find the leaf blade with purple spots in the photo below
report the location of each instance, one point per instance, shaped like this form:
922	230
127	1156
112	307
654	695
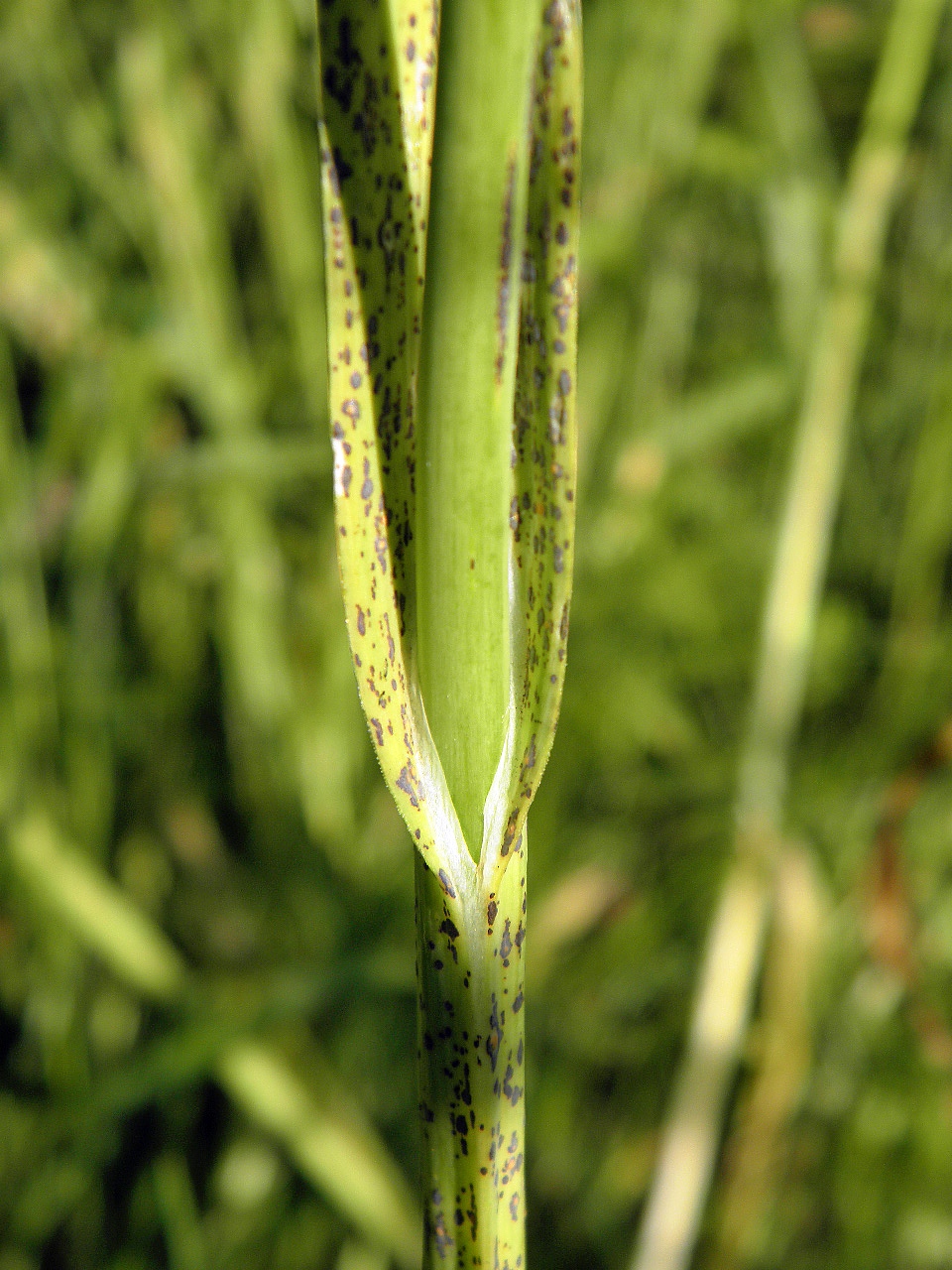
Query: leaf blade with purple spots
377	84
542	512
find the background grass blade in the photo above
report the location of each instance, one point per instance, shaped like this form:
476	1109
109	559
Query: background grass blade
722	1006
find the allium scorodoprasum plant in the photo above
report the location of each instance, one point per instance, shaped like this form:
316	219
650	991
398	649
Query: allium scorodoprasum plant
449	150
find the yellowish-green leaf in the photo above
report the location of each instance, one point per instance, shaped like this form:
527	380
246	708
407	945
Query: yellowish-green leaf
542	512
379	81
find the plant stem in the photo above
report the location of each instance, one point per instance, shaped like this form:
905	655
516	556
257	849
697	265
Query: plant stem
472	1109
470	968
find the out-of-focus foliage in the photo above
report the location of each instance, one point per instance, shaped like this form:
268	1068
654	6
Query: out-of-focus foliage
179	714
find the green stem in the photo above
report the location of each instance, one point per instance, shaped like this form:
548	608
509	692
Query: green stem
470	966
472	1109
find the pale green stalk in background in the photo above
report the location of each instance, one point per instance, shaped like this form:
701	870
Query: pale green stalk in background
453	426
722	1005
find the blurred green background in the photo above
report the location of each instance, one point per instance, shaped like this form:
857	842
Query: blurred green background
206	897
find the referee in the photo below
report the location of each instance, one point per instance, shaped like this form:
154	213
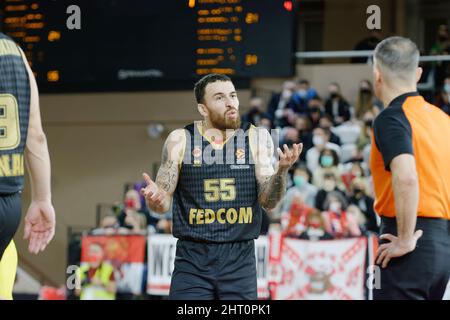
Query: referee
410	163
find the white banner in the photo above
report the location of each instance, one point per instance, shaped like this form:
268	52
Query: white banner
317	270
161	254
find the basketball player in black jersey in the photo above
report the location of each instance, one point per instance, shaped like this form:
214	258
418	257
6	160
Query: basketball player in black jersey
217	176
21	138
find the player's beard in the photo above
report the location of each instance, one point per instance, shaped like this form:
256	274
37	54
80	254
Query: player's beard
222	122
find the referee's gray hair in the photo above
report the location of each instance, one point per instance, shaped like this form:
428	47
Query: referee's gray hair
399	57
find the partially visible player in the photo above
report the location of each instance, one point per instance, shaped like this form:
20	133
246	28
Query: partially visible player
21	140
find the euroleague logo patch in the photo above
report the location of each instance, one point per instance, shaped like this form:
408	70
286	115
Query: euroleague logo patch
240	154
197	152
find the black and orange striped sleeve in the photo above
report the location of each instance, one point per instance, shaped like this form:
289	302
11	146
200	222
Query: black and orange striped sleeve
392	133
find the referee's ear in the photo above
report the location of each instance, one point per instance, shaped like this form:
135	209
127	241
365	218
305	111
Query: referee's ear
202	109
418	74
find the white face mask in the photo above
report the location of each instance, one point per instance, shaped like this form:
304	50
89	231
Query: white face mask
335	207
318	141
447	88
328	185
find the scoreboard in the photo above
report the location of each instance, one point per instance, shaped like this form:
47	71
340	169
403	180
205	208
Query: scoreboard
123	45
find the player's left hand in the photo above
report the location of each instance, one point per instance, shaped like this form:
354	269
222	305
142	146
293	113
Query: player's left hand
39	225
289	156
396	247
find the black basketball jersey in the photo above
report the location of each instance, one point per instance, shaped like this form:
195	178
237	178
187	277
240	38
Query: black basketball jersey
14	115
216	198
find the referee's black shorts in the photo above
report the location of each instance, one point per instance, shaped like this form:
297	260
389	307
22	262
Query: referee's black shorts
10	213
422	274
207	271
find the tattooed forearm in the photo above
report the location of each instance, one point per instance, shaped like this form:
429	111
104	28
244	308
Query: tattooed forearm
272	189
167	176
....
Above are some records. Output exactly the lines from the one that contains "find the plant stem in the photo above" to the one that contains "find the partially", keeping both, and omit the pictures.

find the plant stem in the photo above
report the location of each instance, one point per instance, shaped like this form:
905	655
516	556
257	849
697	265
Query: plant stem
472	1109
470	968
find the out-of-focus foliage in the photo above
report the location of each instance, one point per instance, shaped like this form:
268	1068
654	6
Query: out-of-focus foliage
179	714
find the green stem in the photo above
report the location of each instance, one point per instance, shaped like this form:
548	608
509	692
Query: green stem
470	966
472	1109
find the pale green stalk in background in the photo above
report the location of each instance, one point per instance, shaped like this form:
701	870
Query: pale green stalk in background
453	426
722	1005
find the blurred green background in the photo above
report the location of each instance, one point per instance, shaped like this form:
857	842
Query: blurred green background
206	897
find the referee in the photo below
report the location of each instance, one point per instance, shaped like this form:
154	213
Query: referee
410	163
find the white banner in the photo above
report the location of each instance, one point per instance, shaped like this form:
268	52
Query: white banner
317	270
161	254
find the basketball player in black jersey in the photo above
report the location of each instance, one point per instance, shaped like this form:
214	258
418	257
6	160
Query: basketball player in black jersey
217	176
21	138
find the player's beard in the photo above
report the location of each instance, one point per instance, shaped like this form:
256	274
37	54
80	254
Query: player's beard
222	122
find the referee's gray hair in the photo above
report the location of each instance, one point per instance, shaped like this form:
428	47
Query: referee's gray hair
399	57
find the partially visible player in the photo above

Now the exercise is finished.